[Source passage]
>>>

Re: [PATCH RFC 0/2] dma-pool: allow user to disable atomic pool
From: Baoquan He
Date: Thu Aug 05 2021 - 02:54:23 EST
On 06/24/21 at 11:47am, Robin Murphy wrote:
> On 2021-06-24 10:29, Baoquan He wrote:
> > On 06/24/21 at 08:40am, Christoph Hellwig wrote:
> > > So reduce the amount allocated. But the pool is needed for proper
> > > operation on systems with memory encryption. And please add the right
> > > maintainer or at least mailing list for the code you're touching next
> > > time.
> >
> > Oh, I thoutht it's memory issue only, should have run
> > ./scripts/get_maintainer.pl. sorry.
> >
> > About reducing the amount allocated, it may not help. Because on x86_64,
> > kdump kernel doesn't put any page of memory into buddy allocator of DMA
> > zone. Means it will defenitely OOM for atomic_pool_dma initialization.
> >
> > Wondering in which case or on which device the atomic pool is needed on
> > AMD system with mem encrytion enabled. As we can see, the OOM will
> > happen too in kdump kernel on Intel system, even though it's not
> > necessary.
Sorry for very late response, and thank both for your comments.
>
> Hmm, I think the Kconfig reshuffle has actually left a slight wrinkle here.
> For DMA_DIRECT_REMAP=y we can assume an atomic pool is always needed, since
> that was the original behaviour anyway. However the implications of
> AMD_MEM_ENCRYPT=y are different - even if support is enabled, it still
> should only be relevant if mem_encrypt_active(), so it probably does make
> sense to have an additional runtime gate on that.

<<<

[Data segment]
>>>

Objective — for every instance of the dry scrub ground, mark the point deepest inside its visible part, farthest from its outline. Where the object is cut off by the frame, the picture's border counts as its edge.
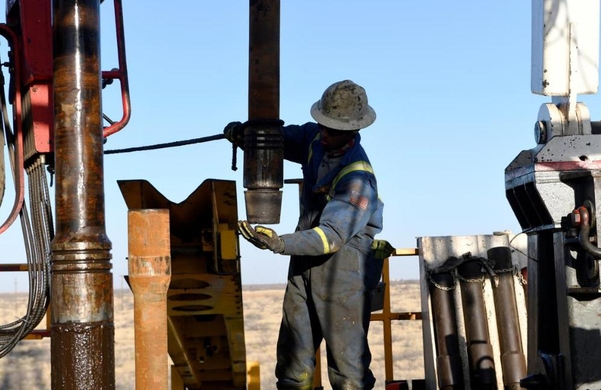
(27, 366)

<<<

[Exercises to complete]
a) Extract the portion of the dma-pool thread between "Sorry for very" and "gate on that.", inclusive.
b) Answer these questions from the dma-pool thread:
(i) Which script does Baoquan He say he should have run?
(ii) According to Christoph Hellwig, on which systems is the pool needed for proper operation?
(iii) For which configuration setting does Robin Murphy say an atomic pool can be assumed always needed?
c) Carry on the dma-pool thread from its final sentence.

[Answers for the exercise]
a)
Sorry for very late response, and thank both for your comments.
>
> Hmm, I think the Kconfig reshuffle has actually left a slight wrinkle here.
> For DMA_DIRECT_REMAP=y we can assume an atomic pool is always needed, since
> that was the original behaviour anyway. However the implications of
> AMD_MEM_ENCRYPT=y are different - even if support is enabled, it still
> should only be relevant if mem_encrypt_active(), so it probably does make
> sense to have an additional runtime gate on that.

b)
(i) ./scripts/get_maintainer.pl
(ii) Systems with memory encryption
(iii) DMA_DIRECT_REMAP=y

c)
>
> From a quick scan, use of dma_alloc_from_pool() already depends on
> force_dma_unencrypted() so that's probably fine already, but I think we'd
> need a bit of extra protection around dma_free_from_pool() to prevent
> gen_pool_has_addr() dereferencing NULL if the pools are uninitialised, even
> with your proposed patch as it is. Presumably nothing actually called
> dma_direct_free() when you tested this?
Yes, enforcing the conditional check of force_dma_unencrypted() around
dma_free_from_pool sounds reasonable, just as we have done in
dma_alloc_from_pool().
I have tested this patchset on normal x86_64 systems and one amd system
with SME support, disabling atomic pool can fix the issue that there's no
managed pages in dma zone then requesting page from dma zone will cause
allocation failure. And even disabling atomic pool in 1st kernel didn't
cause any problem on one AMD EPYC system which supports SME. I am not
expert of DMA area, wondering how atomic pool is supposed to do in
SME/SEV system.
Besides, even though atomic pool is disabled, slub page for allocation
of dma-kmalloc also triggers page allocation failure. So I change to
take another way to fix them, please check v2 post. The atomic pool
disabling an be a good to have change.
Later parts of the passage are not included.